#### Extracted text
────────────────────
25. She stated that in her last assessment visit in October 2018 she was disappointed as the applicant had not prepared properly and there was lot of material and information missing. She discussed the findings with the applicant and indicated that she had not seen any improvement from previous visit and that this performance was below standard. She stated that at some point later the applicant contacted her about the reports and informed her that because of the reports they were going to dismiss him, and she indicated she was not aware of this and did not know anything about it, as she did not know what happens afterwards with the reports. She was not aware of or involved in the disciplinary hearing.

26. When questioned she indicated that the applicants performance in the first assessment was found to be satisfactory. She confirmed that she never found him be incompetent, but that she found his performance as below average after the third visit. She stated that she was unaware of the disciplinary hearing, but confirmed that the circuit manager had discussed her reports.

27. Ms Fairbairn, acting principal, stated that the applicant was not dismissed, but his contract expired on 31 December 2018, and that he was informed of this on 30 November 2018. The decision not to renew his contract or to convert his contract was not taken by the SGB, but the district office. They were not given reasons, but the circuit manager informed the applicant of the reasons at his grievance hearing. She stated that the SGB does not appoint, but can only recommend and make a nomination for conversion or renewal. In this instance that SGB followed the proper procedures when they made nominations and the applicant was also nominated for renewal of contract and/or conversion of his contract.
────────────────────
#### Dataset
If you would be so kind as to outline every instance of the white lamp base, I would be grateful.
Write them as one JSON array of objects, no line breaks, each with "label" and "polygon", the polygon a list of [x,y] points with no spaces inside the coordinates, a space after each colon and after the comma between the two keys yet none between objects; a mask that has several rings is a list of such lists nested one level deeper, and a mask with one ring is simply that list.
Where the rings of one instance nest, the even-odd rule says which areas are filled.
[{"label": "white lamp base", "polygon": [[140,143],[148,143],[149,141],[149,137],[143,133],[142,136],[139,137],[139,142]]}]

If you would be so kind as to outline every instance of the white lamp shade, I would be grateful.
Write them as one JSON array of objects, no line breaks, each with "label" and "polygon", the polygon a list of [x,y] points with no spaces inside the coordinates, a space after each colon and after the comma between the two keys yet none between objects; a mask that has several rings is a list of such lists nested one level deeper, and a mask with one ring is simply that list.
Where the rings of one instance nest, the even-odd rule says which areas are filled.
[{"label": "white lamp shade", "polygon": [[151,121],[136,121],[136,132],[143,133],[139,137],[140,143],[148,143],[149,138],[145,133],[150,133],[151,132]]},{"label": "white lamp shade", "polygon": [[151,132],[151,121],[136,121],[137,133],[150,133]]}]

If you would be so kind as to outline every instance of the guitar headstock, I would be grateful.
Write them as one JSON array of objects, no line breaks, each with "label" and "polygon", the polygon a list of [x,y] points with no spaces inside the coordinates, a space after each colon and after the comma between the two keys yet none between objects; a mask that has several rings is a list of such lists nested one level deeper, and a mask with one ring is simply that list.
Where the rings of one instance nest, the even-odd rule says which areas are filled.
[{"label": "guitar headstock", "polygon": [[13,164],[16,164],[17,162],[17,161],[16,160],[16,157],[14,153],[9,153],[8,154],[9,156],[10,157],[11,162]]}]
────────────────────
#### Given request
Quote the excerpt about the applicant's assessments and contract in full, word for word. Rely only on the excerpt about the applicant's assessments and contract, not on the data.

#### The completed task
25. She stated that in her last assessment visit in October 2018 she was disappointed as the applicant had not prepared properly and there was lot of material and information missing. She discussed the findings with the applicant and indicated that she had not seen any improvement from previous visit and that this performance was below standard. She stated that at some point later the applicant contacted her about the reports and informed her that because of the reports they were going to dismiss him, and she indicated she was not aware of this and did not know anything about it, as she did not know what happens afterwards with the reports. She was not aware of or involved in the disciplinary hearing.

26. When questioned she indicated that the applicants performance in the first assessment was found to be satisfactory. She confirmed that she never found him be incompetent, but that she found his performance as below average after the third visit. She stated that she was unaware of the disciplinary hearing, but confirmed that the circuit manager had discussed her reports.

27. Ms Fairbairn, acting principal, stated that the applicant was not dismissed, but his contract expired on 31 December 2018, and that he was informed of this on 30 November 2018. The decision not to renew his contract or to convert his contract was not taken by the SGB, but the district office. They were not given reasons, but the circuit manager informed the applicant of the reasons at his grievance hearing. She stated that the SGB does not appoint, but can only recommend and make a nomination for conversion or renewal. In this instance that SGB followed the proper procedures when they made nominations and the applicant was also nominated for renewal of contract and/or conversion of his contract.